▶ _Data provided_
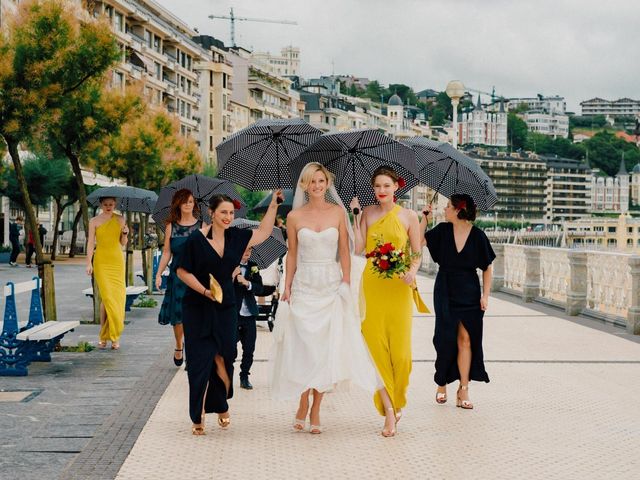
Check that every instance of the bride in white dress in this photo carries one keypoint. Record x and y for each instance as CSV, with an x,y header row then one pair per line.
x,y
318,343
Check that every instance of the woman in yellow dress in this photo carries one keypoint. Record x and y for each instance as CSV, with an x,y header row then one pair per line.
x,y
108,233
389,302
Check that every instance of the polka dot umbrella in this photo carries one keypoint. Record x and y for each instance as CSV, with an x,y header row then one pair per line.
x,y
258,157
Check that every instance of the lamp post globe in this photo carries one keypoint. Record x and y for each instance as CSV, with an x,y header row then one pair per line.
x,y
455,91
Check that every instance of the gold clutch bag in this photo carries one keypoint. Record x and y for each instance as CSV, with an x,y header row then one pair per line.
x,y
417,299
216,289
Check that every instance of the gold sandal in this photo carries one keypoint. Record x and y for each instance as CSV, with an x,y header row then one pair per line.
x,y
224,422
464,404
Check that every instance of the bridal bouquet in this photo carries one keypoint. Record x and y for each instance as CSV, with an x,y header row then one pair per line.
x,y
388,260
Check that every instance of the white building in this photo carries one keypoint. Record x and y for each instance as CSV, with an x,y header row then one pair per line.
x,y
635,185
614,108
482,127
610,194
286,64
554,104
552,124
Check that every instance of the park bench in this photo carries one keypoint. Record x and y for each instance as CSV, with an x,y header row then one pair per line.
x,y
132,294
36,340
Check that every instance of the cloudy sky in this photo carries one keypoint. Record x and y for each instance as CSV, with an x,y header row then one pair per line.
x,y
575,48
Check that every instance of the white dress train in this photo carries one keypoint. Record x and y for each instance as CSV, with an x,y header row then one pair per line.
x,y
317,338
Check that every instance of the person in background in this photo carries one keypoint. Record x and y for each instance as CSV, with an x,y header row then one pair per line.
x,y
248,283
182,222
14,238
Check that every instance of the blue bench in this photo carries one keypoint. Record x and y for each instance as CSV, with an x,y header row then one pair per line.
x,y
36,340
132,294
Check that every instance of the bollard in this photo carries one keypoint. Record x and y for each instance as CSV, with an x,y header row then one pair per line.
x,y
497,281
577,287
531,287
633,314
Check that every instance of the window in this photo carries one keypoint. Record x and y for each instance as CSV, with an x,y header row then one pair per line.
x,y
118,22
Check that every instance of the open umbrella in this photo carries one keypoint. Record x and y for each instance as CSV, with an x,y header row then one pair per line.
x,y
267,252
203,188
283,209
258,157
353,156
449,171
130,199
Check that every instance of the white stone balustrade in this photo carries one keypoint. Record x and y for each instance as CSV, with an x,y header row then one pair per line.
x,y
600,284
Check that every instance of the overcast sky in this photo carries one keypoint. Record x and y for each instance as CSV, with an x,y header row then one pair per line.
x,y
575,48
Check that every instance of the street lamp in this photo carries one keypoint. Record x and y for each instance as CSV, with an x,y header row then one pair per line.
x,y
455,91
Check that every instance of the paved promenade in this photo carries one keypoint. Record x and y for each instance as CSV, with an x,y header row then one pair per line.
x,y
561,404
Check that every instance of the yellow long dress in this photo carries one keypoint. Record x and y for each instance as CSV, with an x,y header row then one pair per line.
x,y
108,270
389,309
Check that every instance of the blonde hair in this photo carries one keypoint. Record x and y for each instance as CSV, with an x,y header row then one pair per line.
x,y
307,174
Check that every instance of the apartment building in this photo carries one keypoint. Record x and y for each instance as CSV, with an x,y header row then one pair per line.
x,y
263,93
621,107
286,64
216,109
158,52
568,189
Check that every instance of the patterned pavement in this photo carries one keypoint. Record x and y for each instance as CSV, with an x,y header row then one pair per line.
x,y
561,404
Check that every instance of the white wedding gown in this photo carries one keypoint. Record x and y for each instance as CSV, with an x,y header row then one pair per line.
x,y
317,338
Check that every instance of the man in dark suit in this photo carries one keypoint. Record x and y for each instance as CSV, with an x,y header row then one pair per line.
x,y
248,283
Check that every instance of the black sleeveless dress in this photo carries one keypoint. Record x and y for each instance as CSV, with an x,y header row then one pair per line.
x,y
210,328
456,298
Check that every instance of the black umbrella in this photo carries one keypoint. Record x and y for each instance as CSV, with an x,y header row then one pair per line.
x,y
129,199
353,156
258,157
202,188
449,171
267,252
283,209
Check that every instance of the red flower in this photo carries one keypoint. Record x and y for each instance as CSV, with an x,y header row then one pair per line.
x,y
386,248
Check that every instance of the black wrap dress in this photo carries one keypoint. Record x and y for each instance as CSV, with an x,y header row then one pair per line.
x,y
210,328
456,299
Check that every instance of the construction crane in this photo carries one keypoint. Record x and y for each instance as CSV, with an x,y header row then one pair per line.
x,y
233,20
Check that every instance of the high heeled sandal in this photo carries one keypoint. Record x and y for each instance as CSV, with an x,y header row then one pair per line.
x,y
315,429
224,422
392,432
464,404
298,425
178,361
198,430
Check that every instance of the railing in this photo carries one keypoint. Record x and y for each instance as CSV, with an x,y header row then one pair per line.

▶ _Task_
Rewrite all of the material above with "keypoint" replaced by "marker" and every other part left unchanged. Leave the pictures out of your answer.

▶ _Output for this exercise_
Check that every instance of the bride in white dress in this photo carries one marker. Record x and y for each instance as CSV, with an x,y header row then one pair per line.
x,y
318,343
Check that every instance of the woman in yellow dress in this photo carries one marker. Record x and y for each instance as CSV, with an x,y header row then one pair per line.
x,y
108,233
389,302
Check that every instance of the polka dot umbrella in this photo carries one marker. Record x and y for each instance as CSV, with an x,y header row then one pair per line.
x,y
258,157
Check that every instance of the lamp post globe in this photo carries one marker. Record x and y for each instance as CSV, with an x,y header row then one pair per line.
x,y
455,91
Check that every instance of the gold clutch bag in this photo carries one marker. Record x and y for each instance as CSV, with an x,y header row then one pair per line.
x,y
417,299
216,289
Check that every instance of the gold sandal in this photo carries one marker. Record x and y for each instance as CSV, with an x,y header row then one pair per line.
x,y
224,422
464,404
Check that every instance of the bridal bouquet in this photo carries one marker. Record x and y for each instance as CSV, with an x,y header row then one pair per line.
x,y
388,260
Check that every instance of the white building in this photo carries one marker. Record x and y for each instance as CSV, with an x,y header row then one pair per line.
x,y
635,185
614,108
482,127
610,194
286,64
554,104
552,124
Check that every instance of the park bench in this photo carries one marker. Record x and y for each instance as CSV, with an x,y header row then one pair per line.
x,y
132,294
36,340
Check that every instance of the cloudy sky in this photo carries one marker. Record x and y for each instance as CSV, with an x,y header row then one pair per line.
x,y
575,48
Check that every instance of the white dress train in this photo carries one marker. Record x and y for each instance as CSV, with an x,y header row then one pair per line.
x,y
317,338
Check that every instance of the person in background in this photo carries one marker. Record x and y for each instance as CSV, with an x,y header row then one pair per line.
x,y
248,283
182,222
14,238
Check that every instance of the blue bench in this photo carries one marker. Record x and y for each instance as CSV, with an x,y header row then one pair per line.
x,y
36,340
132,294
Check that every instance of the bollard in this photo carries one marker. Record x and y for each instance as CSV, with an x,y header row then one pair per line.
x,y
497,281
577,287
531,287
633,314
Check that every instance of the window in this photo carries one marker. Record x and y for each instance as CSV, with an x,y header row then one pair per line.
x,y
118,22
Check that every instance of the open umbrella in this photo carries one marker. Record x and y for each instance as CSV, with an x,y header row then one pair per line.
x,y
267,252
203,188
283,209
258,157
353,156
449,171
130,199
Check that every instance of the white stone balustrade in this photo carries one marker. Record x and y for each instance as CSV, with an x,y header row then one pair per line.
x,y
600,284
Check that every instance of the overcast sky in this photo carries one marker. Record x and y for each instance as CSV, with an x,y header row then one pair per line.
x,y
575,48
Check that every instance of the street lamp in this photo carries one marker. Record x and y for each instance as CSV, with an x,y header row then one pair per line.
x,y
455,91
Check that every instance of the paved promenade in this photo carries one marker. Record x and y for each instance as CSV, with an x,y header row then one pair per line.
x,y
561,404
Check that every instance of the yellow long dress in this photo carries one marker. Record x and y for each instance as CSV, with an x,y header row then one pair per line.
x,y
108,270
389,309
Check that every instance of the blonde hair in this photo carries one marker. Record x and y for each instance as CSV, with an x,y header row then one pair per line.
x,y
307,174
Check that every instance of the apartment building in this photo carries one marker. Record x and y for each instance as CSV, with an x,y header row then one pair per line.
x,y
263,93
621,107
286,64
216,109
158,52
568,189
Check that every instance of the patterned pavement in this photo carries one marker. Record x and y for each instance as CSV, with an x,y header row then one pair per line.
x,y
561,404
Check that every instance of the white wedding gown in this photo carries one marker. Record x and y for each instance as CSV, with an x,y header row then one pair per line.
x,y
317,338
Check that every instance of the man in dark suit in this photo carries one marker. Record x and y for each instance as CSV, with an x,y header row then one pair per line.
x,y
248,283
Check that every instance of the black sleeveless dress in this photo carries one marker. Record x and y for each instance as CSV, with an x,y header row then one pair per line.
x,y
210,328
456,298
Check that every instance of the black umbrella in this photo carries one marker. Record x and y for each instance as CSV, with an x,y header row then one pair per line.
x,y
129,199
353,156
258,157
202,188
449,171
267,252
283,209
Check that every instance of the red flower in this photo carries one marker. Record x and y for each instance as CSV, with an x,y header row then one pair per line.
x,y
386,248
Check that every instance of the black wrap dress in this photo carries one marker. Record x and y for each instance as CSV, with an x,y header row then one pair per line.
x,y
210,328
456,299
Check that every instance of the construction crane in this photo carries one marker. Record x and y for each instance as CSV, with an x,y header row then one pair per line.
x,y
233,20
Check that every instance of the high heeled sandal in this photo carries one marker. Record x and y for each instance as CSV, with an x,y header row then one pair per line.
x,y
315,429
224,422
392,432
464,404
298,425
178,361
198,430
Check that every instance of the railing in this photo carries one marker. Record x and y for each instance as CSV, with an x,y header row then one pair per line.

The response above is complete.